### TASK INPUTS
───

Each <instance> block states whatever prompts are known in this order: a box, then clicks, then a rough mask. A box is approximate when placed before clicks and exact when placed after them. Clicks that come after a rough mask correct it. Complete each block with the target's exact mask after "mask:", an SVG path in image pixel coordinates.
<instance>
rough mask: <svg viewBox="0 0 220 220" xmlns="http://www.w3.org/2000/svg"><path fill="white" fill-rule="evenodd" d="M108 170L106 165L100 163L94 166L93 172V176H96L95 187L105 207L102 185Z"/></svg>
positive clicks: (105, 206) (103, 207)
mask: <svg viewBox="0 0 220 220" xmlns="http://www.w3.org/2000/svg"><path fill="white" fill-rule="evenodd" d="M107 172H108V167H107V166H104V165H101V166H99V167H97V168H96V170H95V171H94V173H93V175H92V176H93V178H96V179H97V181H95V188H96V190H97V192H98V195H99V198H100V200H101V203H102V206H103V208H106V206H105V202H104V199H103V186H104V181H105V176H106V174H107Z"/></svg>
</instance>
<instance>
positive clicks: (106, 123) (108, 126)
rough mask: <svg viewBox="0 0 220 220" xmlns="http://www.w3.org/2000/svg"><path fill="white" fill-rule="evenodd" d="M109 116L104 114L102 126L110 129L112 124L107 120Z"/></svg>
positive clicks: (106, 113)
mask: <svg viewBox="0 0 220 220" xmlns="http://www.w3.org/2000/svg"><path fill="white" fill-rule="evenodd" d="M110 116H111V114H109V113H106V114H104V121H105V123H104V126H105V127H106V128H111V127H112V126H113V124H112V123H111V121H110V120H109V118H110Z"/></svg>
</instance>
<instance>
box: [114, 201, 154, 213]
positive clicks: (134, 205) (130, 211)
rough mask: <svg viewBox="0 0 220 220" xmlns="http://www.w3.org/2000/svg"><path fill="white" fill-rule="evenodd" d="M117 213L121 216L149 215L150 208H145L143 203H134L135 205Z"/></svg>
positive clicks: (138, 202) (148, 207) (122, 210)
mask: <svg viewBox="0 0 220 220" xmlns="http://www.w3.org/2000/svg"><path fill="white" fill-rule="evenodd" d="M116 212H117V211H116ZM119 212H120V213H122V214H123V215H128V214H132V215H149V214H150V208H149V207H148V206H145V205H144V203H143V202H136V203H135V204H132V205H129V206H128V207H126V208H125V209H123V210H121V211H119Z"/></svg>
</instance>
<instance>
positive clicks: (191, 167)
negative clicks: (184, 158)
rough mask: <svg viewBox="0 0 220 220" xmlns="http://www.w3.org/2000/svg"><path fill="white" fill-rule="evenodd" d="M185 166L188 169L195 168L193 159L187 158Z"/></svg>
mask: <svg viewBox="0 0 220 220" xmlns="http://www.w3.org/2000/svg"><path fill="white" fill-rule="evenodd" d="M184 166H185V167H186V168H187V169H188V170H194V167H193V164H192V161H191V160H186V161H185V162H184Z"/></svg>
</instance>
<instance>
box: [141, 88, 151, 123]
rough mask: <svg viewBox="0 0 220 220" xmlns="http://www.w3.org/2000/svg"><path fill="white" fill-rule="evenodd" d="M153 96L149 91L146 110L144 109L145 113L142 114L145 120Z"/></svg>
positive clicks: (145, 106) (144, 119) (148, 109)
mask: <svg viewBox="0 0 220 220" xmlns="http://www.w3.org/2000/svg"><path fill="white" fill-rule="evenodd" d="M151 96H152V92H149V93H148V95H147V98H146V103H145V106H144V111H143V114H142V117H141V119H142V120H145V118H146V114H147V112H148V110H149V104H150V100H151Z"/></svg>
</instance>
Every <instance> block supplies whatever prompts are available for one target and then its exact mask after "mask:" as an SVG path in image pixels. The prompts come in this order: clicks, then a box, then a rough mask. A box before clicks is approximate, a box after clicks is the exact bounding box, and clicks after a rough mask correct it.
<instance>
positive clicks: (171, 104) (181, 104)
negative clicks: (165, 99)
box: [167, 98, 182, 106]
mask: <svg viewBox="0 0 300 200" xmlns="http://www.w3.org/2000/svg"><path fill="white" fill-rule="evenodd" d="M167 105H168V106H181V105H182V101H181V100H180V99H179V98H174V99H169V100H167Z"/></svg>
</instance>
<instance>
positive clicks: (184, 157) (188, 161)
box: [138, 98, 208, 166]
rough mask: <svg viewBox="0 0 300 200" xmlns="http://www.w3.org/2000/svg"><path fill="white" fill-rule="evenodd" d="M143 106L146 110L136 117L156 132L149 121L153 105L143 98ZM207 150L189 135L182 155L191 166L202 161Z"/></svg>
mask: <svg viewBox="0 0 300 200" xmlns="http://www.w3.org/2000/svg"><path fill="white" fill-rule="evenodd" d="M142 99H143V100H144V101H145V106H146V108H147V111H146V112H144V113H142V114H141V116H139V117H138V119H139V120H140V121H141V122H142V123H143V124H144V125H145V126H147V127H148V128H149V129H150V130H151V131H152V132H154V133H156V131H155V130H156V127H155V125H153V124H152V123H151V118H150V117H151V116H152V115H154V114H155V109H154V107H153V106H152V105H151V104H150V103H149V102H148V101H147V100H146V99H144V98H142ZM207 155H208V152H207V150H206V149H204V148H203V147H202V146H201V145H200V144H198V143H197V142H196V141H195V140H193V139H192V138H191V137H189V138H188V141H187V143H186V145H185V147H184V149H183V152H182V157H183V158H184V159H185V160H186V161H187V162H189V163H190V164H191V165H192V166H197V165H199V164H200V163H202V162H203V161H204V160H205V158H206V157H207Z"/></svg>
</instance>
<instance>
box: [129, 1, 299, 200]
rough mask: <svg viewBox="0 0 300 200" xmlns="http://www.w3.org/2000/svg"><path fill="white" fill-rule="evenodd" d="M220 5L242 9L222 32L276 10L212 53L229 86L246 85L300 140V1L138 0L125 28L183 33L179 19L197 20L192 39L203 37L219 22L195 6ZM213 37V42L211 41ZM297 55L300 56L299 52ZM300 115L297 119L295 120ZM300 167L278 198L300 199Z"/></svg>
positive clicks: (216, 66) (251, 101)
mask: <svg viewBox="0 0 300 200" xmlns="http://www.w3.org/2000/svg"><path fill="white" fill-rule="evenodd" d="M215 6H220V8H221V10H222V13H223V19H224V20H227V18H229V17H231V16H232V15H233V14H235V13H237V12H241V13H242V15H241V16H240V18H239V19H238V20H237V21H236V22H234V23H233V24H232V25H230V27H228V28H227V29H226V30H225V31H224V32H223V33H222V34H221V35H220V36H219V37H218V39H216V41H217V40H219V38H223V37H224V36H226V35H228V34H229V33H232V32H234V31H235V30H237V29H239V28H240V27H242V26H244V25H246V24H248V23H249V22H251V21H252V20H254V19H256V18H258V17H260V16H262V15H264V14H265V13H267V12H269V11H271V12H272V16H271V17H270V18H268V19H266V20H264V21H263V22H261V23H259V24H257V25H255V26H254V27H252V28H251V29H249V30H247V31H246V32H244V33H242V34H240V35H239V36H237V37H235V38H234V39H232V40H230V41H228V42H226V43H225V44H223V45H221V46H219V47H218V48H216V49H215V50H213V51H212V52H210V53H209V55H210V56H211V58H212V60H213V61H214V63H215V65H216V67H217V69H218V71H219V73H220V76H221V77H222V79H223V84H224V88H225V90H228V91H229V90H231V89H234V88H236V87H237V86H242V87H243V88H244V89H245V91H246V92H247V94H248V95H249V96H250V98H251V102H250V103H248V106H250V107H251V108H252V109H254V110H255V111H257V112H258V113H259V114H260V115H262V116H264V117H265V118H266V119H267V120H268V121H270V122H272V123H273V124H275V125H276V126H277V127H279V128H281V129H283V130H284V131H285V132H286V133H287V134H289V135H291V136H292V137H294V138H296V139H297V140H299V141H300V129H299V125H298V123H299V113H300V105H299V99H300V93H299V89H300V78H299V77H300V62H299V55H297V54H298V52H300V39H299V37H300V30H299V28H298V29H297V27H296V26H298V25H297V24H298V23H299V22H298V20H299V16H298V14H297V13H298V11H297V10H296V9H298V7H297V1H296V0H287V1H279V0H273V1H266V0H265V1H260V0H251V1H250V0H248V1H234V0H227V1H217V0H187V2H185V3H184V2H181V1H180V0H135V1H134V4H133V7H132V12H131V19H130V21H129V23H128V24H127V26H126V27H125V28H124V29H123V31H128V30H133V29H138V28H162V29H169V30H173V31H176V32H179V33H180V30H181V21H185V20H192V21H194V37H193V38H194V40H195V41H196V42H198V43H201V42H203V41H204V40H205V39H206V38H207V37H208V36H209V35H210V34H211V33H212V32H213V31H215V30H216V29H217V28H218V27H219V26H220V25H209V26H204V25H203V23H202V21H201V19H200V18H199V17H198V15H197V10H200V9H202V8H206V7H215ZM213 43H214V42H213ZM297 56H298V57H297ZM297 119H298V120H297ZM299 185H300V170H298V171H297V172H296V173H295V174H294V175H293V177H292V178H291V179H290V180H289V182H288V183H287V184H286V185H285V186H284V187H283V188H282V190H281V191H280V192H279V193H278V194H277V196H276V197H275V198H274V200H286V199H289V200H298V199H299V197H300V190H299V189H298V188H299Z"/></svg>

───

### REQUIRED WORK
Rewrite the records from their first line through the line containing "positive clicks: (105, 206) (103, 207)", with "rough mask" replaced by "coarse mask" and every other character kept the same. Return only those lines.

### ANSWER AREA
Each <instance> block states whatever prompts are known in this order: a box, then clicks, then a coarse mask. A box is approximate when placed before clicks and exact when placed after them. Clicks that come after a coarse mask correct it. Complete each block with the target's exact mask after "mask:", an SVG path in image pixel coordinates.
<instance>
coarse mask: <svg viewBox="0 0 220 220" xmlns="http://www.w3.org/2000/svg"><path fill="white" fill-rule="evenodd" d="M108 170L106 165L100 163L94 166L93 172V176H96L95 187L105 207L102 185Z"/></svg>
positive clicks: (105, 206) (103, 207)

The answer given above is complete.